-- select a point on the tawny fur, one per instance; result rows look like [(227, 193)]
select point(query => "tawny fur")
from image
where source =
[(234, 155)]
══════════════════════════════
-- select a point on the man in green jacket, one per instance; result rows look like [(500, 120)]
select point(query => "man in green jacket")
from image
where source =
══════════════════════════════
→ **Problem**:
Can you retype the data from the line with "-- select a point on the tawny" up to and including the line with "[(234, 155)]", copying each line exactly?

→ **Exercise response**:
-- select a point on the tawny fur, one per instance; result rows look like [(227, 193)]
select point(query => "tawny fur")
from image
where source =
[(234, 155)]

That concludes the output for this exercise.